• [WHAT YOU SHOULD DO]: Print the records below exactly as they appear. Omit all pictures.

━━━━━━━━

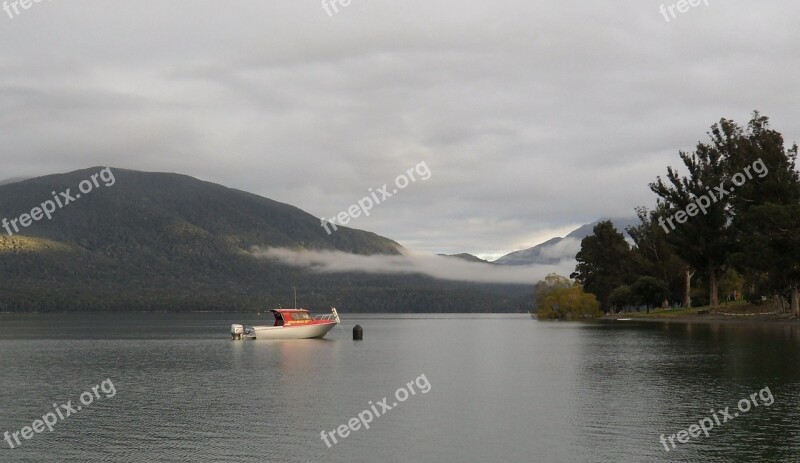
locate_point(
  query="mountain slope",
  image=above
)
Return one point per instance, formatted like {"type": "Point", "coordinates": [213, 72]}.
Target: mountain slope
{"type": "Point", "coordinates": [556, 249]}
{"type": "Point", "coordinates": [159, 241]}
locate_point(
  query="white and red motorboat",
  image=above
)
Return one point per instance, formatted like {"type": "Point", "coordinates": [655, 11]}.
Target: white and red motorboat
{"type": "Point", "coordinates": [290, 324]}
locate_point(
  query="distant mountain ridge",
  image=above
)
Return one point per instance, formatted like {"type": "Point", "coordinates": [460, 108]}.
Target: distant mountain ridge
{"type": "Point", "coordinates": [164, 241]}
{"type": "Point", "coordinates": [556, 249]}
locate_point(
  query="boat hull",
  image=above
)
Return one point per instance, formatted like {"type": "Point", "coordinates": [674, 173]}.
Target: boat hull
{"type": "Point", "coordinates": [311, 331]}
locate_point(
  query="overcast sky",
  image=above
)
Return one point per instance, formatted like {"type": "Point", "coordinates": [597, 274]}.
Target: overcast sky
{"type": "Point", "coordinates": [533, 117]}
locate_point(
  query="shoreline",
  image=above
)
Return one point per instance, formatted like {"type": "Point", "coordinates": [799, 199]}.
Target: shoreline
{"type": "Point", "coordinates": [745, 319]}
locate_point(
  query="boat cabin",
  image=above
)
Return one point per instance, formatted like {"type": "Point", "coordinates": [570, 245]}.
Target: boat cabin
{"type": "Point", "coordinates": [289, 317]}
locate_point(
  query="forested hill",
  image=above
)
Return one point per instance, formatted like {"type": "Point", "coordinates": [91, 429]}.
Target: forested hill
{"type": "Point", "coordinates": [160, 241]}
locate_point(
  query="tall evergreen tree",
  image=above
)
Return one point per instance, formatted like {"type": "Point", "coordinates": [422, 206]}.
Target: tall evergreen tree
{"type": "Point", "coordinates": [699, 228]}
{"type": "Point", "coordinates": [766, 208]}
{"type": "Point", "coordinates": [605, 262]}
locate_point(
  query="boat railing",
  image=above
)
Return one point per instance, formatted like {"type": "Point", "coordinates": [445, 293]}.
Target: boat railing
{"type": "Point", "coordinates": [330, 317]}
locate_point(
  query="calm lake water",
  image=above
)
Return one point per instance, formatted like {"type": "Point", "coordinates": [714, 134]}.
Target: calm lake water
{"type": "Point", "coordinates": [500, 388]}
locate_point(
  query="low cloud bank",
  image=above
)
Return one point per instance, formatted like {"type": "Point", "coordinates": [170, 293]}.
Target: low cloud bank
{"type": "Point", "coordinates": [444, 268]}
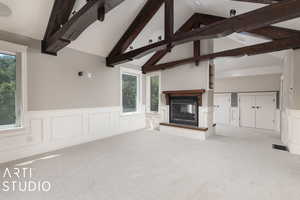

━━━━━━━━

• [OUTPUT FOR THIS EXERCISE]:
locate_point(
  query="mountain slope",
  image=above
)
Return one point per instance, formatted like {"type": "Point", "coordinates": [213, 72]}.
Target: mountain slope
{"type": "Point", "coordinates": [556, 249]}
{"type": "Point", "coordinates": [159, 241]}
locate_point(
  query="white and red motorboat",
  image=above
)
Return one point per instance, formatted like {"type": "Point", "coordinates": [655, 11]}.
Target: white and red motorboat
{"type": "Point", "coordinates": [290, 324]}
locate_point(
  query="distant mountain ridge",
  image=above
)
Return one point per instance, formatted like {"type": "Point", "coordinates": [460, 108]}.
Target: distant mountain ridge
{"type": "Point", "coordinates": [164, 241]}
{"type": "Point", "coordinates": [556, 249]}
locate_point(
  query="boat hull",
  image=above
)
Return one point per instance, formatted like {"type": "Point", "coordinates": [674, 173]}.
Target: boat hull
{"type": "Point", "coordinates": [311, 331]}
locate_point(
  query="overcast sky",
  image=above
)
Return one point per instance, formatted like {"type": "Point", "coordinates": [597, 274]}.
Target: overcast sky
{"type": "Point", "coordinates": [533, 117]}
locate_point(
  query="shoreline",
  image=above
)
Return one point per instance, formatted like {"type": "Point", "coordinates": [799, 199]}.
Target: shoreline
{"type": "Point", "coordinates": [745, 319]}
locate_point(
  query="boat cabin",
  image=above
)
Return one point per instance, formatted like {"type": "Point", "coordinates": [570, 245]}.
Target: boat cabin
{"type": "Point", "coordinates": [289, 317]}
locate_point(
  query="forested hill",
  image=above
)
Return one point per instance, formatted like {"type": "Point", "coordinates": [91, 429]}.
Target: forested hill
{"type": "Point", "coordinates": [160, 241]}
locate_point(
  query="tall evergreen tree",
  image=above
)
Return one point per instance, formatted like {"type": "Point", "coordinates": [422, 206]}.
Target: tall evergreen tree
{"type": "Point", "coordinates": [699, 228]}
{"type": "Point", "coordinates": [766, 208]}
{"type": "Point", "coordinates": [605, 262]}
locate_point(
  query="boat railing",
  image=above
)
Return one point per instance, formatted like {"type": "Point", "coordinates": [445, 293]}.
Target: boat railing
{"type": "Point", "coordinates": [330, 317]}
locate_point(
  query="calm lake water",
  image=above
)
Return one point per instance, formatted like {"type": "Point", "coordinates": [714, 134]}.
Target: calm lake water
{"type": "Point", "coordinates": [500, 388]}
locate_point(
  query="low cloud bank",
  image=above
)
Return one point per instance, formatted like {"type": "Point", "coordinates": [170, 293]}.
Target: low cloud bank
{"type": "Point", "coordinates": [444, 268]}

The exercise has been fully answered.